Goal:
Copy every line of the data exactly, leaving nothing out.

Records:
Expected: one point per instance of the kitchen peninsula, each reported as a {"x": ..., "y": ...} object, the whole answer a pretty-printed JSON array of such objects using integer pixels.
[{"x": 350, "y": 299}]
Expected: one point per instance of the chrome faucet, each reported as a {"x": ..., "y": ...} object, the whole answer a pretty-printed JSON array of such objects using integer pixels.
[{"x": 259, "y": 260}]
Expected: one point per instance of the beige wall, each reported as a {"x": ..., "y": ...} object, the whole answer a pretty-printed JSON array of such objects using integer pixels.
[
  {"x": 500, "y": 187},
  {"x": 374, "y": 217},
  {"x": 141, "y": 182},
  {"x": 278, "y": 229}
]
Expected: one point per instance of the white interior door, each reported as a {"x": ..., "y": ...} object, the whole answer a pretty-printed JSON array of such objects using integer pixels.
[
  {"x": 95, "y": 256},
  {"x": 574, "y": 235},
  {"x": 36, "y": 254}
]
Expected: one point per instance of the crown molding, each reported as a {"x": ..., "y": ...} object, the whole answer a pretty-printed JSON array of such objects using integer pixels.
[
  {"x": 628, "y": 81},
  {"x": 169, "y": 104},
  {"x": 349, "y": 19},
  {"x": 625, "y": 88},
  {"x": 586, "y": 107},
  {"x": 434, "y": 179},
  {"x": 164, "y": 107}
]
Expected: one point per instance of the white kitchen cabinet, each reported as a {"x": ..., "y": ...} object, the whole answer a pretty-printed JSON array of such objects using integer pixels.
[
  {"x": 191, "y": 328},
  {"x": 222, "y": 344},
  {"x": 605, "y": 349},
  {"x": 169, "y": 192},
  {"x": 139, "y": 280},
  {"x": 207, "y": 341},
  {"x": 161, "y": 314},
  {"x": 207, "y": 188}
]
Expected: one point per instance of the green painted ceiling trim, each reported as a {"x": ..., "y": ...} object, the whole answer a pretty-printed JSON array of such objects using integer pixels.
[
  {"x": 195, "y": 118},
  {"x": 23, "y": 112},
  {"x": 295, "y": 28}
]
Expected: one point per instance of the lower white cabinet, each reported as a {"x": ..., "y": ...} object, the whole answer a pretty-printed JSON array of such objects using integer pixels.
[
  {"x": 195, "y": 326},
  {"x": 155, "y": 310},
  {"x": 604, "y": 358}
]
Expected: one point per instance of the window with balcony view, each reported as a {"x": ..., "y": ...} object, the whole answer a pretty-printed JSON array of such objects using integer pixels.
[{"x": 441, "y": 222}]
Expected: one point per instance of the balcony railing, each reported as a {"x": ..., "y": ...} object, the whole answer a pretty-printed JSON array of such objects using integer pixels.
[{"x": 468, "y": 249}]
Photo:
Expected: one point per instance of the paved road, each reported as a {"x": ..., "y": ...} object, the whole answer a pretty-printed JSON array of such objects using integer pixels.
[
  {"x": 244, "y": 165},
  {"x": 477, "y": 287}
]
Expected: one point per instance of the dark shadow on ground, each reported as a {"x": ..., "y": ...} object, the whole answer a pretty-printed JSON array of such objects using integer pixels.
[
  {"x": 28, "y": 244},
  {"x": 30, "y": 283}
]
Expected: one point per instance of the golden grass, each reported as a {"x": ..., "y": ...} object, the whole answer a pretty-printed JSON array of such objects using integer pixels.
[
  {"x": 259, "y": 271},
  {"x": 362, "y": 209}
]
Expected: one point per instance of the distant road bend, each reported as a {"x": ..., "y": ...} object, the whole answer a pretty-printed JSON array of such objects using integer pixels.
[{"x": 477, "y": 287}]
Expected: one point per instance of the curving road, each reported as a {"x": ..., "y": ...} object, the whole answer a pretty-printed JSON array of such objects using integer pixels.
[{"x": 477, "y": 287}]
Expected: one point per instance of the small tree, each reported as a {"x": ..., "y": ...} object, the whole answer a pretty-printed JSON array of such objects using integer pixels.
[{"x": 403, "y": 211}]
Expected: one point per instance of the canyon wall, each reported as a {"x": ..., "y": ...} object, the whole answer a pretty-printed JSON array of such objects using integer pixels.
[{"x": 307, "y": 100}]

Exercise output:
Expected: one point per instance of the kitchen peninsula, each reported as a {"x": ..., "y": ...} object, the whole answer a pretty-printed JSON array of such objects using integer pixels.
[{"x": 350, "y": 299}]
Expected: one point per instance of the chrome faucet, each reported as a {"x": ..., "y": ...} object, the whole answer a pretty-printed JSON array of such objects using integer pixels.
[{"x": 259, "y": 260}]
Expected: one point per instance of the beige wall, each reported as a {"x": ..., "y": ...} object, the whole answer a pretty-printed JSON array of such objects using integer pixels.
[
  {"x": 500, "y": 187},
  {"x": 374, "y": 217},
  {"x": 141, "y": 182},
  {"x": 278, "y": 229}
]
Expected: one point per instance of the white interior door, each reported as a {"x": ..., "y": ...} object, the whole answer a pretty-printed JSON array of such objects using integer pixels.
[
  {"x": 95, "y": 256},
  {"x": 574, "y": 235},
  {"x": 36, "y": 254}
]
Expected: one point per instance of the crown molding, each reported as a {"x": ..., "y": ...} object, the whole answer a pretty-printed JSON array of such objects using integer pixels.
[
  {"x": 628, "y": 81},
  {"x": 169, "y": 104},
  {"x": 349, "y": 19},
  {"x": 625, "y": 88},
  {"x": 586, "y": 107},
  {"x": 434, "y": 179},
  {"x": 164, "y": 107}
]
Expected: one point per instance of the white kitchen cabinet, each reported as a {"x": ..., "y": ...} object, the whole answer a pretty-printed JSON array of such objects using integer pixels.
[
  {"x": 191, "y": 328},
  {"x": 222, "y": 344},
  {"x": 605, "y": 349},
  {"x": 169, "y": 192},
  {"x": 139, "y": 280},
  {"x": 207, "y": 341},
  {"x": 161, "y": 314},
  {"x": 207, "y": 188}
]
Expected: one point per instance of the green painted ceiling trim, each reported as a {"x": ..., "y": ...} object, the whole answer a pretty-printed JSON array of such objects using integer pixels.
[
  {"x": 195, "y": 118},
  {"x": 23, "y": 112},
  {"x": 295, "y": 28}
]
Expected: one point per instance of the lower white cabinet, each reported as a {"x": ..., "y": ...} object, the whole answer a pretty-printed JSON array of such objects using integer pixels.
[
  {"x": 195, "y": 326},
  {"x": 155, "y": 310},
  {"x": 604, "y": 358}
]
Expected: one point per instance of the window with balcony view, each reported as a {"x": ..., "y": ...} object, the whole answer a pretty-printed JSON array of such objects using integer pixels.
[{"x": 441, "y": 222}]
Expected: one point per instance of the balcony railing, each reported as a {"x": ..., "y": ...} object, the whole answer a pretty-printed JSON array of such objects using integer pixels.
[{"x": 468, "y": 249}]
Photo:
Expected: one point per instance of the paved road, each reported as a {"x": ..., "y": ...} object, the whole answer a pretty-printed JSON array of such objects using integer pixels.
[
  {"x": 244, "y": 165},
  {"x": 477, "y": 287}
]
Expected: one point per instance of the dark shadow on ground, each reported as a {"x": ..., "y": ...} object, the whole answer a pretty-printed JSON array of such objects using integer pixels.
[
  {"x": 28, "y": 244},
  {"x": 30, "y": 283}
]
Expected: one point per instance of the golden grass, each reported as a {"x": ..., "y": ...} object, the whole answer a pretty-printed JSON array of such objects using integer pixels.
[
  {"x": 259, "y": 271},
  {"x": 362, "y": 209}
]
Expected: one point per instance of the distant road bend, each reported as a {"x": ..., "y": ...} object, the whole answer a pretty-printed JSON array of such objects using integer pixels.
[{"x": 477, "y": 287}]
Expected: one point per instance of the curving road, each reported as a {"x": ..., "y": ...} object, the whole answer a pretty-printed JSON array of such objects using integer pixels.
[{"x": 477, "y": 287}]
Expected: one point per instance of the small tree, each reported as a {"x": ..., "y": ...} object, the whole answer a pretty-printed JSON array of such objects using integer pixels.
[{"x": 403, "y": 211}]
Expected: one point per instance of the canyon wall, each reported as a {"x": ..., "y": ...} object, the whole answer a pretty-printed JSON array of such objects using integer pixels.
[{"x": 307, "y": 100}]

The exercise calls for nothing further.